▶ EXERCISES TO COMPLETE
a: Reproduce the part of the article on masked graph modeling that begins with "11 min readFeb" and ends after "we’ll explore further.", substituting "MGAE" for "MaskGAE".
b: Pick up the article on masked graph modeling after its last sentence and keep writing it.

▶ SELECTED EXTRACT
- Opening Delimiter -
Self-Supervised Masked Graph modeling for generating Graphs based on Variational-AVE “Constructive learning” Part 1

11 min readFeb 21, 2024

1. Introduction

Generating Graphs from Thin Air: A New Self-Learning Technique for AI Recent years have seen exciting advancements in self-learning, where AI systems can learn on their own without needing labeled data. This approach has been particularly successful in areas like natural language processing, but for graphs (complex networks representing relationships between objects), progress has been slower.

This article introduces a new self-learning technique called Masked Graph Autoencoder (MaskGAE), specifically designed for graphs. Unlike traditional approaches that focus on reconstructing entire graphs, MaskGAE plays a clever game: it hides parts of the graph and then tries to guess the missing pieces based on the remaining information. This seemingly simple trick, called masked graph modeling, unlocks powerful learning capabilities, as we’ll explore further.

We’ll delve into both the theoretical and practical aspects of MaskGAE, showing why it works and how it outperforms other cutting-edge methods on tasks like predicting missing connections and classifying different types of nodes within a graph. By the end, you’ll gain insights into how AI can learn intricate relationships and even generate entirely new graphs on its own — a fascinating glimpse into the future of AI for graph-related tasks.

before Diving into Graph !! llet us Explain the Three Different Aspect Modeling ;

1. Masked language modeling (MLM): This is a type of modeling that uses masks to represent words in a sentence. For example, the sentence “The quick brown fox jumps over the lazy dog” could be masked as “The [MASK] [MASK] fox jumps over the [MASK] dog”. The MLM model would then try to predict the masked words, based on the context of the surrounding words.
- Closing Delimiter -
▶ MATERIAL PROVIDED
- Opening Delimiter -
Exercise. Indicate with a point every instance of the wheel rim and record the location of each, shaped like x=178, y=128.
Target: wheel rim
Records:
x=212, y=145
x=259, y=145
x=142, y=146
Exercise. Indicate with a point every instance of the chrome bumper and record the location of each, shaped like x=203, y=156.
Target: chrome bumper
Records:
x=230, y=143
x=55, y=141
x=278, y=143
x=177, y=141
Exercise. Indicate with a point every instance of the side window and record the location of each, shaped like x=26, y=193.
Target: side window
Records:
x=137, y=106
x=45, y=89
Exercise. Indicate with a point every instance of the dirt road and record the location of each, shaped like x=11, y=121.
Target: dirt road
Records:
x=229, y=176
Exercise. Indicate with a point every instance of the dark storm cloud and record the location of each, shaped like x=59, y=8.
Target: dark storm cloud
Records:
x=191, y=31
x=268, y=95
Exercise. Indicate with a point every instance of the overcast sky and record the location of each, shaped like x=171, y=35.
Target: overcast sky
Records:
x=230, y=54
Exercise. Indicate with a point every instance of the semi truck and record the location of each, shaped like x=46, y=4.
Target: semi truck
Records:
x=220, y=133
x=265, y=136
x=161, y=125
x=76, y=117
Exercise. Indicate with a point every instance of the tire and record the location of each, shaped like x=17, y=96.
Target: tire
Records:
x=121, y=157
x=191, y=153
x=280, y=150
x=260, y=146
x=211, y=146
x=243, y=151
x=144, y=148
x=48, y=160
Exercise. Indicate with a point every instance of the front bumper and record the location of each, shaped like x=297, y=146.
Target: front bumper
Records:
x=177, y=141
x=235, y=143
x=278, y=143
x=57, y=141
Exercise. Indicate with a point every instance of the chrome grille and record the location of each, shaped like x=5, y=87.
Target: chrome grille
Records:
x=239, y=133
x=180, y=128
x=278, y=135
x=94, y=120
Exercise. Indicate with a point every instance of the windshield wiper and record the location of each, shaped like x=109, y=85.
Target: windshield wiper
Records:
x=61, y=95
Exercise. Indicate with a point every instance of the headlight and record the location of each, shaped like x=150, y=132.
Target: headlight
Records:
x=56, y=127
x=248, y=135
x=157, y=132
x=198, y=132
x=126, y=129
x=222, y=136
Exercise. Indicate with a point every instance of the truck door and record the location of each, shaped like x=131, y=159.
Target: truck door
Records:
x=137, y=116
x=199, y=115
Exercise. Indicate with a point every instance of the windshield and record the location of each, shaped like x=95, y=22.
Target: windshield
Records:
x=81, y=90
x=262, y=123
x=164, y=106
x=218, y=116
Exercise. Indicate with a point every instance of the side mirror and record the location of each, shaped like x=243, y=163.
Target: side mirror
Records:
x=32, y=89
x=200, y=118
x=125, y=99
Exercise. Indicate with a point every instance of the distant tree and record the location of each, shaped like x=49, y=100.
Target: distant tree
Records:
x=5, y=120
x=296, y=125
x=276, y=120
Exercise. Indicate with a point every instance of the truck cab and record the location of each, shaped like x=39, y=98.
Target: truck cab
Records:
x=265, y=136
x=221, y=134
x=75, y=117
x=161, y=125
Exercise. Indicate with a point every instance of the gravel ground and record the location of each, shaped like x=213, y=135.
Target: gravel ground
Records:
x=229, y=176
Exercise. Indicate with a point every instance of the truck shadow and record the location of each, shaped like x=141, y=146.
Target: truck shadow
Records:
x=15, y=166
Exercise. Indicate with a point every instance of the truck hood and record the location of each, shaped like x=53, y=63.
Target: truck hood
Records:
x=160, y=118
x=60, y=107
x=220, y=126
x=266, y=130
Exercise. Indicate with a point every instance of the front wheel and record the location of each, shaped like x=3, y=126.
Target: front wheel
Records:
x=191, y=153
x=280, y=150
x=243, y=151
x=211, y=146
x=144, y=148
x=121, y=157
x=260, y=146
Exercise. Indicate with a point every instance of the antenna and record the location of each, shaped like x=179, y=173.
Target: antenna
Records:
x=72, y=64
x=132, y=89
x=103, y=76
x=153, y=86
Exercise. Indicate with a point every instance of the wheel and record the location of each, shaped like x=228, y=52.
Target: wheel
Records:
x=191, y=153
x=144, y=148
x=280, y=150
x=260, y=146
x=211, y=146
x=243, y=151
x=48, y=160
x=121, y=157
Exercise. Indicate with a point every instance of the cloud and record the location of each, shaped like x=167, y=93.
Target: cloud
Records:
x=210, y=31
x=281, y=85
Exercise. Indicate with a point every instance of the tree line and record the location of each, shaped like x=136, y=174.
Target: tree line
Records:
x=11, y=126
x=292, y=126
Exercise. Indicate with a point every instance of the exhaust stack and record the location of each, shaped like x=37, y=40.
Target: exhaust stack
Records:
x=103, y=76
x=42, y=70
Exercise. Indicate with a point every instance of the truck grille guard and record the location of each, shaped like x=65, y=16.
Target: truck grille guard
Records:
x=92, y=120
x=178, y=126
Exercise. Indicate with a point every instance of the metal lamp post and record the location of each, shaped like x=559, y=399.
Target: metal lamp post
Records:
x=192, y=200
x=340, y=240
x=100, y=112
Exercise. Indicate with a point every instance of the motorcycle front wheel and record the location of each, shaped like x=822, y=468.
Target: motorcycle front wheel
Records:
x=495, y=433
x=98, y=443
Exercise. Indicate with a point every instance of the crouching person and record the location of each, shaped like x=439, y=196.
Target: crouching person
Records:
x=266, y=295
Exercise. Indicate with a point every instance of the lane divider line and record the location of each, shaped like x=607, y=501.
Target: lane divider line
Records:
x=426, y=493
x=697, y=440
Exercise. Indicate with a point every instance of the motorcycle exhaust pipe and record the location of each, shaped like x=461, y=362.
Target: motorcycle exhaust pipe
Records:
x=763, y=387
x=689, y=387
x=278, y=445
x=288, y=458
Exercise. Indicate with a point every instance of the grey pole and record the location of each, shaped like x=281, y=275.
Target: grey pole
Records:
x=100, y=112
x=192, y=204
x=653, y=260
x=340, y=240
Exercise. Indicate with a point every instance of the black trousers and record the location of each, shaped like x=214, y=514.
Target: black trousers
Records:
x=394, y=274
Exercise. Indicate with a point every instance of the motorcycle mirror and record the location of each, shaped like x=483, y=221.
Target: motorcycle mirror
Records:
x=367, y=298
- Closing Delimiter -
▶ OUTPUTS BY TASK
a:
11 min readFeb 21, 2024

1. Introduction

Generating Graphs from Thin Air: A New Self-Learning Technique for AI Recent years have seen exciting advancements in self-learning, where AI systems can learn on their own without needing labeled data. This approach has been particularly successful in areas like natural language processing, but for graphs (complex networks representing relationships between objects), progress has been slower.

This article introduces a new self-learning technique called Masked Graph Autoencoder (MGAE), specifically designed for graphs. Unlike traditional approaches that focus on reconstructing entire graphs, MGAE plays a clever game: it hides parts of the graph and then tries to guess the missing pieces based on the remaining information. This seemingly simple trick, called masked graph modeling, unlocks powerful learning capabilities, as we’ll explore further.

b:
Masked Language Model (MLM) is the process how BERT was pre-trained. It has been shown, that to continue MLM on your own data can improve performances (see Don’t Stop Pretraining: Adapt Language Models to Domains and Tasks). In our TSDAE-paper we also show that MLM is a powerful pre-training strategy for learning sentence embeddings. This is especially the case when you work on some specialized domain.

2. Masked image modeling (MIM): This is a type of modeling that uses masks to represent patches in an image. For example, an image of a cat could be masked by covering up half of the cat’s face. The MIM model would then try to predict the missing pixels, based on the information in the unmasked parts of the image.

3. Masked graph modeling (MGM): This is a type of modeling that uses masks to represent edges in a graph. For example, a graph of social relationships could be masked by removing some of the edges between people. The MGM model would then try to predict the missing edges, based on the information in the unmasked edges and the nodes of the graph.

Graph Representation from Real world data

Graph representation is a fundamental concept in computer science and mathematics used to model relationships between objects. A graph consists of a set of vertices (also known as nodes) and a set of edges that connect pairs of vertices. Graphs can be used to represent a wide range of real-world systems, such as social networks, transportation networks, and molecular structures.

There are several common ways to represent a graph computationally:

Adjacency Matrix: An adjacency matrix is a 2D array where the rows and columns represent vertices, and the presence of an edge between two vertices is indicated by a non-zero value in the corresponding cell. This representation is efficient for dense graphs but can be memory-intensive for sparse graphs.
Adjacency List: An adjacency list is a collection of lists or arrays, where each vertex maintains a list of its adjacent vertices. This representation is more memory-efficient for sparse graphs and allows for efficient traversal of the graph.
Edge List: An edge list is a simple list of pairs of vertices that are connected by edges. While straightforward, this representation may require additional processing for certain graph algorithms.

Choosing the appropriate graph representation depends on factors such as the size and density of the graph, memory constraints, and the specific operations to be performed on the graph. Each representation has its advantages and trade-offs in terms of space complexity, time complexity, and ease of implementation.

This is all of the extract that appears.